Richard Louv coined the term NDD in his book 'Last Child in the Woods,' which brings together new studies indicating that direct exposure to nature is essential for a child's healthy physical and emotional development. Our beloved American naturalist Thoreau said it;
"Here is this vast, savage, howling mother of ours, Nature lying all around, with such beauty, such affection for her children, as the leopard; and yet we are so early weaned from her breast to society; to that culture which is exlusively an interaction of man on man."
Many educated Boomers, X and Y-generations are making their own return to subsistance or community farming.  I know countless farmers with countless degrees who have given up high paying jobs in order to cultivate land.  What is this shift?  And how can we get youth on board?  As we move beyond outdated modes of educating, let us remember how freedom in youth and connection to  'place' are at the core of deep learning.  In a world of constant flux and accelerating information we could all use more connection to the soil.  It's those moments of loosing time to nature's harmony that we begin to come back to ourselves.  And in our flourishing, we are learned.
++++
▸ How to complete this task
According to the passage on children and nature, in which book did Richard Louv coin the term NDD?
++++
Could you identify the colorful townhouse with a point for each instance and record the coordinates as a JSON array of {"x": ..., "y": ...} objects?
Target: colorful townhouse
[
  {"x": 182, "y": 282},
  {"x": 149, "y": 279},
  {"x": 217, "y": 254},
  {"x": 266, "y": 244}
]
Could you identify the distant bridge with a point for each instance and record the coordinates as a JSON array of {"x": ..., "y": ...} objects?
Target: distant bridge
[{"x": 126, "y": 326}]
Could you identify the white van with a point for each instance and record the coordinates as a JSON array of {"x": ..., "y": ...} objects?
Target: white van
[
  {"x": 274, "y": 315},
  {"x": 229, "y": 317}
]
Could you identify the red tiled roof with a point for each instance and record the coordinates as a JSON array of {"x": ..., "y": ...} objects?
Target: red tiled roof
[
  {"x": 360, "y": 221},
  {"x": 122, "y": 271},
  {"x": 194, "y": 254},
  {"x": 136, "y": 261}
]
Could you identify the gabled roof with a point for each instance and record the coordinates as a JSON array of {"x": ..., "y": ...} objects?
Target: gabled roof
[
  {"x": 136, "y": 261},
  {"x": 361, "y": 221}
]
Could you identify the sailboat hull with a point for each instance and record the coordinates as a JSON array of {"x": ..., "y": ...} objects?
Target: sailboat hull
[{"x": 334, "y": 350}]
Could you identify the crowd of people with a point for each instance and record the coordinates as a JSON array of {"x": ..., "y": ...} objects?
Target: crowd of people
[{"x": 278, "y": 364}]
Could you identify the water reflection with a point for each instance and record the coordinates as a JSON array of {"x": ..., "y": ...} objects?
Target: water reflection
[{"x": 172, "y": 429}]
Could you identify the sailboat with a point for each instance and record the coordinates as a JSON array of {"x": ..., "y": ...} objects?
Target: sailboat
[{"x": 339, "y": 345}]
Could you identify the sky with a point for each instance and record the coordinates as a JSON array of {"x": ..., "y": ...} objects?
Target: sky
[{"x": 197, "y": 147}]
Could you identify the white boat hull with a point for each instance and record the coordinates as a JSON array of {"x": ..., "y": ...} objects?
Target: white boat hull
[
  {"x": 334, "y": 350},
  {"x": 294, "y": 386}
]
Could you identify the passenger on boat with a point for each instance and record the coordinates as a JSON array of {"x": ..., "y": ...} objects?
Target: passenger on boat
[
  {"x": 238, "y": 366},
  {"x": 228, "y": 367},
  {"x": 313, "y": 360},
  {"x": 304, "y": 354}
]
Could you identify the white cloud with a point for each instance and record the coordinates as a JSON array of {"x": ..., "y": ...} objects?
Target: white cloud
++++
▸ Written answer
Last Child in the Woods